Start
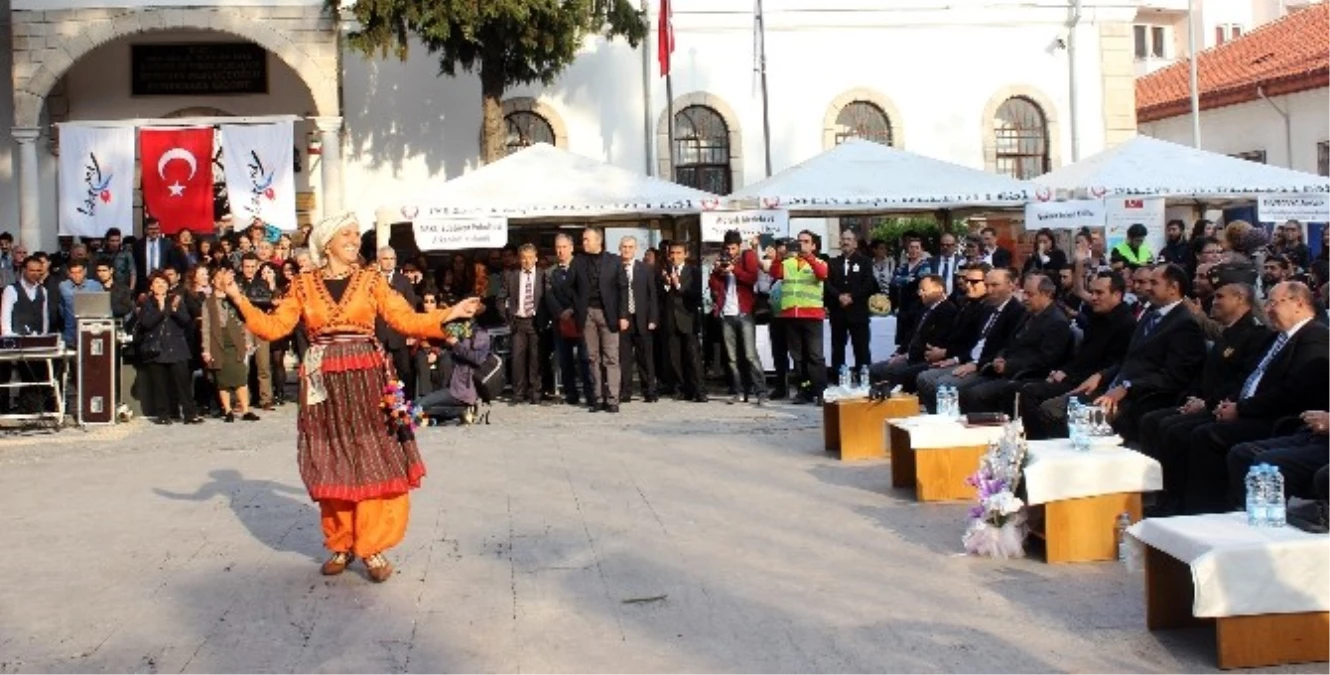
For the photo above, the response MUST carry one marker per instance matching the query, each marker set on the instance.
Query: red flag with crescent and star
(177, 177)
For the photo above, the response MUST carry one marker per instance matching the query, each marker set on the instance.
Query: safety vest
(801, 291)
(1135, 258)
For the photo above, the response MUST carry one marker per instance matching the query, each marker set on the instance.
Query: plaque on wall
(198, 69)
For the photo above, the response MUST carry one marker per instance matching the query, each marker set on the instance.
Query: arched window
(1020, 134)
(702, 149)
(527, 128)
(862, 120)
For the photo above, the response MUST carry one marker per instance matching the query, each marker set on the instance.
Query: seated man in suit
(1164, 356)
(1040, 344)
(1108, 330)
(1302, 459)
(1000, 323)
(935, 323)
(1165, 433)
(1288, 382)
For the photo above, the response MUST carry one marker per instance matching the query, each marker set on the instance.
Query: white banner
(1306, 207)
(451, 234)
(96, 180)
(749, 223)
(260, 173)
(1125, 211)
(1064, 215)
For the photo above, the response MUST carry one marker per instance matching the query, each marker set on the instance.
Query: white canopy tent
(547, 184)
(863, 177)
(1147, 166)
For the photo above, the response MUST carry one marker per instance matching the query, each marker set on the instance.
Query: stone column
(29, 223)
(330, 162)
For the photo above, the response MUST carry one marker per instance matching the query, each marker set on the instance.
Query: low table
(935, 455)
(1076, 497)
(1265, 589)
(854, 427)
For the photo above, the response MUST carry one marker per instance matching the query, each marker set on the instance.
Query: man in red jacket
(732, 287)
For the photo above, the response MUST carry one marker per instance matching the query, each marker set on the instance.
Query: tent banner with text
(96, 180)
(1125, 211)
(452, 234)
(1305, 207)
(1064, 215)
(749, 223)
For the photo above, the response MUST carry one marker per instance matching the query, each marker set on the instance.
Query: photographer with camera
(732, 283)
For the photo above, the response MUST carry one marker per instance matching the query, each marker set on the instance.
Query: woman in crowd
(165, 323)
(354, 461)
(1046, 258)
(228, 346)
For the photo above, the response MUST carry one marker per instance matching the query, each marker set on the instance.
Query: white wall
(940, 67)
(1256, 126)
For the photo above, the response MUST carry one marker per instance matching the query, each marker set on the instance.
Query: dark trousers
(858, 335)
(688, 363)
(1206, 475)
(573, 367)
(780, 338)
(526, 359)
(805, 342)
(172, 388)
(635, 346)
(1298, 457)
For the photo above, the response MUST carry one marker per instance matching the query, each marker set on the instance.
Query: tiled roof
(1286, 56)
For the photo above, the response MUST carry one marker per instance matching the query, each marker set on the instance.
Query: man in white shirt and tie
(523, 310)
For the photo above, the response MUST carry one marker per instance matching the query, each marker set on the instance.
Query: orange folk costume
(351, 463)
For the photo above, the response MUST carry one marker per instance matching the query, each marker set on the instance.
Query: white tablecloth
(932, 431)
(882, 343)
(1058, 472)
(1240, 570)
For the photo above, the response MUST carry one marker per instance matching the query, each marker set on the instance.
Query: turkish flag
(177, 177)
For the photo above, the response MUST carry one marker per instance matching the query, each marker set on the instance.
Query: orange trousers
(366, 526)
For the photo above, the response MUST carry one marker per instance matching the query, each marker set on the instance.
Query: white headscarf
(323, 233)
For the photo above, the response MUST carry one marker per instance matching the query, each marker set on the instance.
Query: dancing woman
(351, 464)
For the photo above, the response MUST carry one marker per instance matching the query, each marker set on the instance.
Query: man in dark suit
(154, 253)
(1288, 382)
(1036, 348)
(682, 318)
(994, 254)
(635, 344)
(573, 366)
(1000, 320)
(524, 314)
(1164, 356)
(1167, 432)
(935, 323)
(394, 343)
(1108, 330)
(847, 289)
(600, 307)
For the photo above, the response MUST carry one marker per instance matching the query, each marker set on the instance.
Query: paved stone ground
(669, 538)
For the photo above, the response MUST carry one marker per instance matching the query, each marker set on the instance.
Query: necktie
(528, 295)
(1254, 379)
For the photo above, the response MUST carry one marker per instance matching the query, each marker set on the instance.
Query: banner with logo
(260, 162)
(1124, 211)
(749, 223)
(177, 177)
(1064, 215)
(452, 234)
(1305, 207)
(96, 182)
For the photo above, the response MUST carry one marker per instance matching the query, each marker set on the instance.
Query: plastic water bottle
(1277, 506)
(1124, 521)
(1256, 496)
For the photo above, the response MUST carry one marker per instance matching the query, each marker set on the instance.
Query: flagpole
(766, 110)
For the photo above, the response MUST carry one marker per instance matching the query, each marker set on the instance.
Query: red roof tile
(1286, 56)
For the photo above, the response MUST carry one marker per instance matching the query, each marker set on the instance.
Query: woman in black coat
(165, 323)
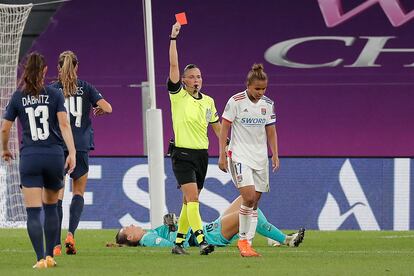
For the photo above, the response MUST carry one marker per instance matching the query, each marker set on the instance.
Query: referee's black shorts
(189, 165)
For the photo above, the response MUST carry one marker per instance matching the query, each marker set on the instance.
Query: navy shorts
(82, 164)
(42, 171)
(189, 165)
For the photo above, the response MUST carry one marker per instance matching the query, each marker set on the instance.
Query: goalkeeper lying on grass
End
§ **THE PROBLEM**
Quote the data word for word, from its very start through the line containing "(1135, 258)". Include both ends, and leave the pictures out of your answer.

§ **REPLY TO THE TASK**
For the photo above, the response MUST carry one marker per instance matching the query, each marker set on the instance.
Query: red flag with crescent and star
(177, 177)
For the photo above, the response MUST carry one marker per instance matching the query, each marker set on the instance.
Query: safety vest
(801, 291)
(1135, 258)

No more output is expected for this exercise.